*Document*:
====

Un texte intitulé « Neoliberalism : oversold ? » vient d’être publié dans le numéro de juin de la revue du Fonds Monétaire International. Il critique, avec de la modération mais sans ambiguïté, la vigueur et la généralisation des politiques néolibérales - qualifiées comme telles - au niveau mondial, l’instabilité qu’elles provoquent, les inégalités qu’elles génèrent.

 

Source :  Le Grand Soir le 6 mai 2016[1]

Ce n’est pas la première fois que des doutes s’expriment depuis le cœur même du réacteur. Et cela n’empêche pas le réacteur de continuer à tourner à fond, emporté par son propre élan.

 

En 2013 par exemple, dans un rapport sur la Grèce (IMF Country report n° 13/156) le Fonds avait esquissé un mea culpa sur les politiques d’austérité appliquées à la Grèce. Il avouait avoir sous estimé les effets récessifs de la rigueur sur l’activité économique hellène. Il convenait qu’il aurait mieux valu envisager dès 2010 un défaut partiel sur la dette, qui sera finalement autorisé que deux ans plus tard.

====

*Consignes*:
[A] Relevez toutes les années écrites en chiffres dans le texte sur le FMI, dans leur ordre d'apparition.
[B] Poursuivez le texte sur le FMI après sa dernière phrase.

*Données extraites*:
====

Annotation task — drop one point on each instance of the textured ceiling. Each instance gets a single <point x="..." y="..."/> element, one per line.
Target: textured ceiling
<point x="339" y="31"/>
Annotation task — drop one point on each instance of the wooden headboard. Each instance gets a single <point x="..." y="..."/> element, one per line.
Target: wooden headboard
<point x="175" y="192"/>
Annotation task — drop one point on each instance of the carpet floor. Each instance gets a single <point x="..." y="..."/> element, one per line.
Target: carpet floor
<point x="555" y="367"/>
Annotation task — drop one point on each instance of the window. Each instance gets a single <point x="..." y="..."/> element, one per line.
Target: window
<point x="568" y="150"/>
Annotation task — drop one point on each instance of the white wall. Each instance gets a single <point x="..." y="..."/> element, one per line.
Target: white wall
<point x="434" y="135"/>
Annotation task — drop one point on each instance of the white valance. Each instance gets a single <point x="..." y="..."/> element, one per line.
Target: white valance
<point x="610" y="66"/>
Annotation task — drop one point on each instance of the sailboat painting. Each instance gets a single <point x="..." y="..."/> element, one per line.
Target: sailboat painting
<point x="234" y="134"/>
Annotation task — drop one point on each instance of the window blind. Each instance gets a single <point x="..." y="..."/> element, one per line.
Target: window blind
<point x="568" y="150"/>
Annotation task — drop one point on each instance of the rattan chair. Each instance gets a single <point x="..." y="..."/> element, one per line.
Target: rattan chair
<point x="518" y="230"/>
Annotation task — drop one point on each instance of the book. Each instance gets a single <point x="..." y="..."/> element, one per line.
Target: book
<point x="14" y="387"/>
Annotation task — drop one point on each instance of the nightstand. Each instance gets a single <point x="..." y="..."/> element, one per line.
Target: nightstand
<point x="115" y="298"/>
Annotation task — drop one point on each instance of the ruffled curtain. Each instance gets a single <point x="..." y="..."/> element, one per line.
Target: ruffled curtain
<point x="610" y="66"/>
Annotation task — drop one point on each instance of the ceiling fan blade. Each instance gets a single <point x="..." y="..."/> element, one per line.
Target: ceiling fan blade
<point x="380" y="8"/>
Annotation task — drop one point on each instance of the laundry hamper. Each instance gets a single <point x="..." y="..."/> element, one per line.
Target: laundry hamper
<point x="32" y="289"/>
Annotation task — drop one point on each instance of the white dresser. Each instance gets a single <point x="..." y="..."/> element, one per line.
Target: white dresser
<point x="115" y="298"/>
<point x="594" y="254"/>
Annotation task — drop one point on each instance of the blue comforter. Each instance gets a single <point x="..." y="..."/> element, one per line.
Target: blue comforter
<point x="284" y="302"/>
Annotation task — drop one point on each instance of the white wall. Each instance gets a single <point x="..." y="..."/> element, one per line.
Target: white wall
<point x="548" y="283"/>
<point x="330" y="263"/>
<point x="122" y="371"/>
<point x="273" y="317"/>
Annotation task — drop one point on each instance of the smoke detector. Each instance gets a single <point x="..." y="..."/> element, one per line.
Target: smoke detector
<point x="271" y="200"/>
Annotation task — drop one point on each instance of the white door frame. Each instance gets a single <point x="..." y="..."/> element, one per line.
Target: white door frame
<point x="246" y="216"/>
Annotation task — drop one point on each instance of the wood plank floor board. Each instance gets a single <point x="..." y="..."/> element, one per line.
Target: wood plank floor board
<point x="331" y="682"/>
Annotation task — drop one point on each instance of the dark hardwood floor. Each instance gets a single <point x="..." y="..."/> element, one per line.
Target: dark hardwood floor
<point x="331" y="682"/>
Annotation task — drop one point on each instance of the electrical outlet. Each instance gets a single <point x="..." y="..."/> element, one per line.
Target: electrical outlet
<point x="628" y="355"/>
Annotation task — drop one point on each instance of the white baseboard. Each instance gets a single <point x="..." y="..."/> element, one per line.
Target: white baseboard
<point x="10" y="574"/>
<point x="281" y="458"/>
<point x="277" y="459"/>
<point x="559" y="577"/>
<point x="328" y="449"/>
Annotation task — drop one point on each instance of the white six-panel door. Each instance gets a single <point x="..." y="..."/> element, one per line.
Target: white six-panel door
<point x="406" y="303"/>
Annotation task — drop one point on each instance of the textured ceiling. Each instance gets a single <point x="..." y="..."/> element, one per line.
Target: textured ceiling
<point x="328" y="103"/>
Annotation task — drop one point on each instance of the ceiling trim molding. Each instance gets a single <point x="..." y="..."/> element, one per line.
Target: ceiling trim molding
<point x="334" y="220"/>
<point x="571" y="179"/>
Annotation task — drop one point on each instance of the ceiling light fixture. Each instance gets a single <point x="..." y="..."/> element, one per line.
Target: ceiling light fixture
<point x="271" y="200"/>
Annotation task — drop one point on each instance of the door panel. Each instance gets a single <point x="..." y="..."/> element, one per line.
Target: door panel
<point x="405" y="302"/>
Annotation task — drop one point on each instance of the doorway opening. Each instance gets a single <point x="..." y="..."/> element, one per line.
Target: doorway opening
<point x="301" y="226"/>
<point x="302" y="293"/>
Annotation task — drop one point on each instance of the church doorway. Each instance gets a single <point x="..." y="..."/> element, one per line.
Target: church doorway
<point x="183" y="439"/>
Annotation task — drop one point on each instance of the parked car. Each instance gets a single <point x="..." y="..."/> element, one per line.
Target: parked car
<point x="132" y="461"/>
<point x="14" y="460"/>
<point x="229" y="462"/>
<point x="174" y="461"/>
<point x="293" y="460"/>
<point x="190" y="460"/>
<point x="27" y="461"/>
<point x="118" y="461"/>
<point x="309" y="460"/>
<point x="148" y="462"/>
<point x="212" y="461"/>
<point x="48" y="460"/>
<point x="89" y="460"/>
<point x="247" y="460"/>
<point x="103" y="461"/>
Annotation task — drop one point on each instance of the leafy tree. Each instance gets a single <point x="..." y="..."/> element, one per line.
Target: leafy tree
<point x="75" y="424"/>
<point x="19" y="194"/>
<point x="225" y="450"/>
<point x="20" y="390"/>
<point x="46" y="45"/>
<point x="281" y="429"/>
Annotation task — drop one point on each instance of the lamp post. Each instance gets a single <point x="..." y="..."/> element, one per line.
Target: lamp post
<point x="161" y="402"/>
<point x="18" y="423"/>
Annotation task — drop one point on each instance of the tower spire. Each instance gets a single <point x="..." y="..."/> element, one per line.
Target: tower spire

====

*Réponses*:
[A] 2016, 2013, 2010

[B]
De la même façon, la Commission européenne publiait la même année un rapport mettant en cause l'austérité et indiquant par exemple que « les effets négatifs des restrictions budgétaires et des hausses d’impôts sur l’emploi et le niveau de vie sont de plus en plus visibles dans certains États membres ».

 

Toutes ces belles paroles de part et d’autre n’ont pas empêché que les mêmes politiques de se poursuive, notamment en Europe et spécialement en Grèce.

 

Ceci dit, comme il n’y pas de mal à se faire du bien et parce que ce n’est peut-être pas uniquement la simple « tempête dans un verre d’eau » que le journal Le Monde adorerait pouvoir y voir, voici le texte intégral du FMI.

 

Le néolibéralisme a-t-il été surestimé ?

 

Au lieu de relancer l’activité, certaines politiques néolibérales ont accru les inégalités, compromettant en retour la croissance durable de l’économie.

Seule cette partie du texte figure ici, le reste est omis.